» **Supplied data**:
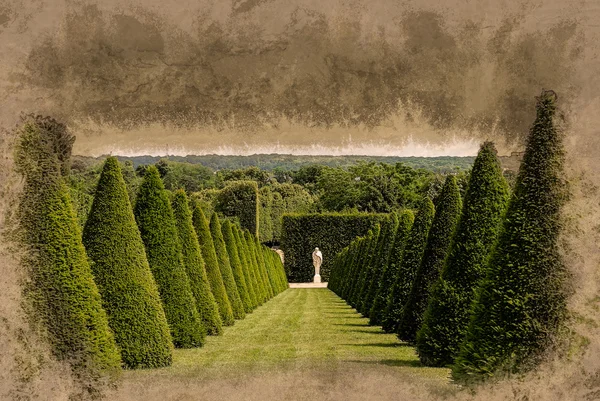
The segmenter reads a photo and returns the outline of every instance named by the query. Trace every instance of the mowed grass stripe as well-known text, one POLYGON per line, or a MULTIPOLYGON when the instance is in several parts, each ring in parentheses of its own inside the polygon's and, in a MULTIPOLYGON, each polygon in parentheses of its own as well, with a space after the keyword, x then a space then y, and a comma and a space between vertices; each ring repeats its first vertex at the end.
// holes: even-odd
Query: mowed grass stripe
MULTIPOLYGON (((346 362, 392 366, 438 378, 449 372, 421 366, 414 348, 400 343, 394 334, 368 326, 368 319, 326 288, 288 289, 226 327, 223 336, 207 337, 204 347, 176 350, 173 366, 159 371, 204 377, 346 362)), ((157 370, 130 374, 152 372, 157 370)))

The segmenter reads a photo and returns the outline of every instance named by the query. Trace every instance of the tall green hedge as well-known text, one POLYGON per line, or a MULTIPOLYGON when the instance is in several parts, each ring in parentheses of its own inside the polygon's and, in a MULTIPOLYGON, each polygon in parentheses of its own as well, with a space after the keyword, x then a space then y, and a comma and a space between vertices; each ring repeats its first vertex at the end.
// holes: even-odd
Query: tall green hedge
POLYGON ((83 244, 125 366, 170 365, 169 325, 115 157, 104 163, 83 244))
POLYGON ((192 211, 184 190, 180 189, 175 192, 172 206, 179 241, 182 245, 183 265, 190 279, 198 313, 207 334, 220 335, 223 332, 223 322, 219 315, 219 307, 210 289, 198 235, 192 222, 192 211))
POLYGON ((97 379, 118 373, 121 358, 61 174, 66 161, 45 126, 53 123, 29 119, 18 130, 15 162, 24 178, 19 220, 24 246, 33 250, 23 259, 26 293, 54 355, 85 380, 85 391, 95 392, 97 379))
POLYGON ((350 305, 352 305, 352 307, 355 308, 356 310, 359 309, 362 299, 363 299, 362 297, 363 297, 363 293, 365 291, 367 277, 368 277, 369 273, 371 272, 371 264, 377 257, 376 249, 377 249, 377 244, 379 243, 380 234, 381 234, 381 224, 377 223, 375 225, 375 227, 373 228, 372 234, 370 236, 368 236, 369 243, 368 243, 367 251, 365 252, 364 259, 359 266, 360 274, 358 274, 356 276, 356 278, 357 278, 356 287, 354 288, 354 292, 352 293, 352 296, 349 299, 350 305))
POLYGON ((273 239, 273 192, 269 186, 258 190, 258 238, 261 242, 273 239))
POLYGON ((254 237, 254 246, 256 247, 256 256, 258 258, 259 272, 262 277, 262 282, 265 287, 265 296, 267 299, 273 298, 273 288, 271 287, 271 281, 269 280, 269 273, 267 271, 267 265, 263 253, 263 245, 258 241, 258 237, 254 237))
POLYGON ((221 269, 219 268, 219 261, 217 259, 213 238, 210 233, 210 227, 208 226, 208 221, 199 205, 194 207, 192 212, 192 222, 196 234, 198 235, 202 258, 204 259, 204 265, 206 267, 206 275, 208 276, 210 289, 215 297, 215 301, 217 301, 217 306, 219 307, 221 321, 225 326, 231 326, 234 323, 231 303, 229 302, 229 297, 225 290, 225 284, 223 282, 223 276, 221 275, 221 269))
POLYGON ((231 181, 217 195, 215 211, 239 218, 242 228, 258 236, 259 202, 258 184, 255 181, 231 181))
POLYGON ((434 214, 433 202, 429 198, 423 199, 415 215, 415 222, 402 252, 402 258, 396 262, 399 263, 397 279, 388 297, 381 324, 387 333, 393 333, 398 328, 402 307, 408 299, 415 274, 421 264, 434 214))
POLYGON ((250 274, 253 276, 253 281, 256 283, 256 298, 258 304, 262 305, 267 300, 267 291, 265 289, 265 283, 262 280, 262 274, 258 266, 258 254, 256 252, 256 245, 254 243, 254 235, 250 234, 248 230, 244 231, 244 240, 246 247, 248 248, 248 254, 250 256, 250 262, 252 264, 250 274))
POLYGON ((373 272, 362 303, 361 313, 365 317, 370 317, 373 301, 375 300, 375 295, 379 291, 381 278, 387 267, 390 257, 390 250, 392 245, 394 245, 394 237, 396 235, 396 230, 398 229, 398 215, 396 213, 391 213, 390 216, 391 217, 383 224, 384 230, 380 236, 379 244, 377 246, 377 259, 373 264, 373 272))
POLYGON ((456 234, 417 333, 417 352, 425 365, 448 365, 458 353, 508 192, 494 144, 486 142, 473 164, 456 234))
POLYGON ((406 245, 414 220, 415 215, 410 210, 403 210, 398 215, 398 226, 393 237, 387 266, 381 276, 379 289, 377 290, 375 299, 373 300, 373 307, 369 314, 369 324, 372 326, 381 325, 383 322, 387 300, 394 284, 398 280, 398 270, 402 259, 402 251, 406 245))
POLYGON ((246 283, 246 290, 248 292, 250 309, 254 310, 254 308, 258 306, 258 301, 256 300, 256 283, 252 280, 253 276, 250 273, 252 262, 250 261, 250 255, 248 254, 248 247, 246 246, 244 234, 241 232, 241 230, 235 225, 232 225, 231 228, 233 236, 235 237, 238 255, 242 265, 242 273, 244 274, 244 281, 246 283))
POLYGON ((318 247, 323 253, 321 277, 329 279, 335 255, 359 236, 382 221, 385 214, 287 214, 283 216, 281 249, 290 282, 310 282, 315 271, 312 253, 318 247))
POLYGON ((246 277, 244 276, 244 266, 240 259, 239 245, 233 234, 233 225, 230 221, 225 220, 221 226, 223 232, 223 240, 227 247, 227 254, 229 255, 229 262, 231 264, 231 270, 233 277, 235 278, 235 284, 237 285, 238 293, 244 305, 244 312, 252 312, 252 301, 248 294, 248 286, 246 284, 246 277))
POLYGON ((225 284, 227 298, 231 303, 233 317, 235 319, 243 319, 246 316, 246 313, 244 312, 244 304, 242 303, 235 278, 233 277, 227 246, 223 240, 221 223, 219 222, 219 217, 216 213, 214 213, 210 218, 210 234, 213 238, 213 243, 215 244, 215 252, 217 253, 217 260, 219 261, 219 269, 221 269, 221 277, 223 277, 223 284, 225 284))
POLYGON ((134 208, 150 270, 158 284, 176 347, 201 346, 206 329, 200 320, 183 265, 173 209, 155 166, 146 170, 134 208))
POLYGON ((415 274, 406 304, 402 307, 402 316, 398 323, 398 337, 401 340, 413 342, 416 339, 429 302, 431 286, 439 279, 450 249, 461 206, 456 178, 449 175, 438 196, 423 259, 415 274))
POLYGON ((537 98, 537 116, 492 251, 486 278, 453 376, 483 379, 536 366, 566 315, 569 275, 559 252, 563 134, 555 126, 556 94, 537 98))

» **Task statement**: Copy each line of the records that has "with" in it.

» **Response area**:
The segmenter reads a photo and returns the outline of every instance named by the query. Trace every instance of the mowed grass stripe as well-known text, one POLYGON per line, or a MULTIPOLYGON when the instance is in several parts, each ring in parentheses of its own inside the polygon's and, in a MULTIPOLYGON, each polygon in parentheses of its own as well, with a space after the keyword, x then a space then y, and a comma and a space between vertices; each ring repeats its first vertex at the end.
The segmenter reads a photo and returns the outline of every instance named by the query. Trace every instance of the tall green hedge as well-known text, one POLYGON per line, or a MULTIPOLYGON when the instance is in several parts, each ring in parentheses of its own inside the polygon's and, in a MULTIPOLYGON, each polygon in parentheses of its own as well, with a space after the keyword, x then a space then y, and a comma and a space between vertices; each ring repeats its first vertex at the end.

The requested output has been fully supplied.